Pointing dataset excerpts:
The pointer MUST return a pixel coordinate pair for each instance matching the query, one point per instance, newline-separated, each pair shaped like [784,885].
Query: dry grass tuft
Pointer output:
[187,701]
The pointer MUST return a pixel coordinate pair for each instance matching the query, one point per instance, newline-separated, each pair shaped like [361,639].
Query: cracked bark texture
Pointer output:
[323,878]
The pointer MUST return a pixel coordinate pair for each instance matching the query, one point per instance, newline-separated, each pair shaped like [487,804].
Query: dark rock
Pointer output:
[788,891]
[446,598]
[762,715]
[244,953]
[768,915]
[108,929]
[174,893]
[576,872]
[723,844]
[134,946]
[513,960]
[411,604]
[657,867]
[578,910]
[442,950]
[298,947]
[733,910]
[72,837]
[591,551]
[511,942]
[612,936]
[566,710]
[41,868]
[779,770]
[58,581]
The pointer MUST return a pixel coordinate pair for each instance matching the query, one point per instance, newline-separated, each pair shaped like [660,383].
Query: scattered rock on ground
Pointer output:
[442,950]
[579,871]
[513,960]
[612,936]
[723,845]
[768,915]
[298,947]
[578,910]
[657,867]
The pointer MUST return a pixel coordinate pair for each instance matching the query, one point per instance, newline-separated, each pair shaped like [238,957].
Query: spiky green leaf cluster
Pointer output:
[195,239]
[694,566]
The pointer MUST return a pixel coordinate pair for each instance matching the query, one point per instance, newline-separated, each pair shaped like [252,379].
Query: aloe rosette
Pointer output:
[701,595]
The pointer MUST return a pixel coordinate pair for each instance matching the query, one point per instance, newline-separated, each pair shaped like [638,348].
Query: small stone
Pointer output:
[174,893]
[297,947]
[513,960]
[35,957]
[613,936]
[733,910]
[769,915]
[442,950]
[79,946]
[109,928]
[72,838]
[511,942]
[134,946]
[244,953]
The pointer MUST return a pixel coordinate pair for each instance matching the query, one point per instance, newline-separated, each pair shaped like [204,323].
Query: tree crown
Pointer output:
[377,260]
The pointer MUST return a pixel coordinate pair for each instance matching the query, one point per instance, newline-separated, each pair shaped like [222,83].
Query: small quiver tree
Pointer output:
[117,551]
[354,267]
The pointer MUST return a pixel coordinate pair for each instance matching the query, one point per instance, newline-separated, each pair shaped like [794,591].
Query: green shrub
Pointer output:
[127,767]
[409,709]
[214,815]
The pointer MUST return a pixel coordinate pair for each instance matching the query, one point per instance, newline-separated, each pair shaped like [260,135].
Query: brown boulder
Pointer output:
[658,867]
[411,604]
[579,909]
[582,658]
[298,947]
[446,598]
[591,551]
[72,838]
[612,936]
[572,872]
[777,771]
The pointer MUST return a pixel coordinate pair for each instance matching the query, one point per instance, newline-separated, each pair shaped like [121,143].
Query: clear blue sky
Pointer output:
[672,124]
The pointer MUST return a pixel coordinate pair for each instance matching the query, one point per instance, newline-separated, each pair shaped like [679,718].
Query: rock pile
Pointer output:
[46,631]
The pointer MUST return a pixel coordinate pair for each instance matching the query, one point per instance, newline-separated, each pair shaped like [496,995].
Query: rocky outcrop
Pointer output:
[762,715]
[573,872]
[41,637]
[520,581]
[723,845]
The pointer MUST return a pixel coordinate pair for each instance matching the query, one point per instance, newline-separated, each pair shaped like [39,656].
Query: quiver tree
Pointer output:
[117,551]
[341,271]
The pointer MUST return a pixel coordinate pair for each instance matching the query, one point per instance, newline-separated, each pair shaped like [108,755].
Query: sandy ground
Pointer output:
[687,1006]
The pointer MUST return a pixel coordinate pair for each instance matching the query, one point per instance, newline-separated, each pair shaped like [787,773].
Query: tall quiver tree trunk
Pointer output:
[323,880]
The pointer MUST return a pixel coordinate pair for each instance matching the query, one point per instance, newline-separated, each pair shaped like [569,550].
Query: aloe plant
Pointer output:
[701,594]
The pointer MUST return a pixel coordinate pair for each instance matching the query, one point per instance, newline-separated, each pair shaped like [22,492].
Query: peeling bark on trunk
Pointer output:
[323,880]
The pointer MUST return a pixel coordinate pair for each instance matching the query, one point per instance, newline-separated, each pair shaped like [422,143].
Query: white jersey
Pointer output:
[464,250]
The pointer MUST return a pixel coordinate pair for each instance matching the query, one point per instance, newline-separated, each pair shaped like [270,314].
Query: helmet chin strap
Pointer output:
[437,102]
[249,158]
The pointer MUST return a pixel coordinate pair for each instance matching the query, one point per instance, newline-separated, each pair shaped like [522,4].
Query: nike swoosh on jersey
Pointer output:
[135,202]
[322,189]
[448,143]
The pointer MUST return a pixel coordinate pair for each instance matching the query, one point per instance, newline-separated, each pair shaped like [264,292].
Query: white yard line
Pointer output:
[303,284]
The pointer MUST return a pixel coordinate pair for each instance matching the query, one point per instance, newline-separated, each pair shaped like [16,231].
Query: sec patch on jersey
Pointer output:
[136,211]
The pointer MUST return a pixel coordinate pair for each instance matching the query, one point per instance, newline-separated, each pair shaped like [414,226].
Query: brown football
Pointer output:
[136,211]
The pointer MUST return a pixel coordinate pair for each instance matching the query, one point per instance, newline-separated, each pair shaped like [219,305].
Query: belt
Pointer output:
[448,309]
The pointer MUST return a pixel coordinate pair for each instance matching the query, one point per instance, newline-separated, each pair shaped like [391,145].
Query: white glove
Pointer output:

Given task >> All of the entries above must be quoted exactly.

Worked solution >>
The pointer MUST return a pixel coordinate pair for each instance matching the query, one point per instance, newline-separated, each pair shaped like [784,885].
Query: dry grass tuft
Pointer output:
[187,701]
The pointer MUST return a pixel coordinate pair for each instance matching the query, one point per instance, newline-separated, each pair shaped like [361,639].
Query: cracked bark texture
Pointer output:
[323,878]
The pointer MUST return a pixel coordinate pair for each instance matching the query, one point per instance, newline-separated, each pair shaped like [487,804].
Query: dark rock
Pointer output:
[788,891]
[446,598]
[762,715]
[244,953]
[768,915]
[108,929]
[174,893]
[576,872]
[723,844]
[134,946]
[513,960]
[411,604]
[657,867]
[578,910]
[442,950]
[298,947]
[733,910]
[72,837]
[591,551]
[511,942]
[612,936]
[566,710]
[41,868]
[779,770]
[58,581]
The pointer MUST return a pixel coordinate pair for each instance matching the query, one point per instance, newline-separated, each pair shaped like [660,383].
Query: scattered rock on ground
Pointer output:
[442,950]
[579,871]
[513,960]
[612,936]
[723,845]
[768,915]
[298,947]
[578,910]
[657,867]
The pointer MUST return a pixel coordinate pair for each instance matching the query, one point per instance, newline-separated, each pair shaped like [238,957].
Query: spiky green leaf cluster
Pointer output:
[195,239]
[694,566]
The pointer MUST return a pixel coordinate pair for each instance matching the query, one point per instance, newline-separated, each pair shaped like [252,379].
Query: aloe rosette
Pointer output:
[701,595]
The pointer MUST return a pixel coordinate pair for each instance matching the query, one point per instance, newline-separated, each pair shaped like [638,348].
Query: small stone
Pointer output:
[174,893]
[297,947]
[513,960]
[35,957]
[613,936]
[733,910]
[769,915]
[442,950]
[79,946]
[109,928]
[72,838]
[511,942]
[134,946]
[244,953]
The pointer MUST return a pixel coordinate pair for each instance matching the query, one point per instance, newline-separated, each pair shaped like [204,323].
Query: tree crown
Pointer output:
[377,260]
The pointer MUST return a pixel coordinate pair for each instance matching the query, one point per instance, newline-separated, each pair shaped like [222,83].
Query: small quiver tree
Pointer output:
[117,551]
[354,267]
The pointer MUST return a pixel coordinate pair for each instance matching the query, one point per instance, newline-separated, each pair shaped like [794,591].
Query: green shrub
Pointer output:
[127,767]
[409,709]
[214,815]
The pointer MUST return a pixel coordinate pair for each instance matching the query, one point per instance, newline-separated, each pair shaped like [260,135].
Query: brown boulder
Pointer output:
[658,867]
[411,604]
[579,909]
[582,658]
[298,947]
[446,598]
[591,551]
[72,838]
[612,936]
[572,872]
[777,771]
The pointer MUST return a pixel coordinate pair for each instance matching the query, one point per instance, newline-separated, each pair shaped like [121,143].
Query: clear blue sky
Pointer output:
[672,124]
The pointer MUST return a pixel coordinate pair for each instance matching the query, one point per instance, newline-separated, each pair shaped like [679,718].
Query: rock pile
Pointer output:
[46,631]
The pointer MUST return a pixel coordinate pair for each instance matching the query, one point per instance, newline-separated, each pair shaped like [496,995].
Query: rocky outcrop
Pointer output:
[762,715]
[573,872]
[41,637]
[520,581]
[723,845]
The pointer MUST return a pixel coordinate pair for each instance matching the query, one point per instance, newline-separated, each pair shaped like [39,656].
Query: quiver tree
Pointer output:
[117,551]
[341,271]
The pointer MUST return a pixel coordinate pair for each instance matching the query, one point per instance, newline-separated, each pair shaped like [108,755].
Query: sandy ground
Pointer output:
[687,1006]
The pointer MUST return a pixel coordinate pair for each instance matching the query, one point per instance, newline-separated, each pair shaped like [787,773].
Query: tall quiver tree trunk
Pointer output:
[323,880]
The pointer MUST return a pixel coordinate pair for each instance matching the query, one point per instance, newline-separated, each pair shaped like [569,550].
Query: aloe plant
Pointer output:
[701,594]
The pointer MUST return a pixel coordinate pair for each instance matching the query, one point per instance, newline-separated, each pair shaped like [22,492].
Query: peeling bark on trunk
Pointer output:
[323,880]
The pointer MUST return a pixel coordinate pair for each instance matching the query, one point per instance, newline-separated, each pair shaped like [422,143].
Query: white jersey
Pointer output:
[464,250]
The pointer MUST return a pixel coordinate pair for each instance matching the query, one point per instance, newline-separated, each pair shaped like [270,314].
Query: helmet chin strap
Pointer output:
[437,102]
[249,158]
The pointer MUST return a pixel coordinate pair for each instance matching the query, one point per instance, newline-separated, each pair shaped like [522,4].
Query: nike swoosh on jersey
Pointer output:
[135,202]
[322,189]
[448,143]
The pointer MUST return a pixel coordinate pair for each instance matching the query, one point per instance, newline-separated, each pair shaped like [264,292].
Query: white yard line
Pointer output:
[303,284]
The pointer MUST return a pixel coordinate pair for each instance matching the query, one point per instance, newline-separated, each pair shaped like [16,231].
Query: sec patch on jersey
Pointer output:
[136,211]
The pointer MUST return a pixel coordinate pair for each instance matching the query, one point per instance, newline-separated, each pair shaped like [414,226].
Query: brown football
Pointer output:
[136,211]
The pointer MUST return a pixel coordinate pair for each instance matching the query, one point per instance, newline-separated, each pair shaped like [219,305].
Query: belt
Pointer output:
[448,309]
The pointer MUST return a pixel coordinate pair for each instance matching the query, one point per instance, newline-separated, each pair shaped like [391,145].
Query: white glove
Pointer output:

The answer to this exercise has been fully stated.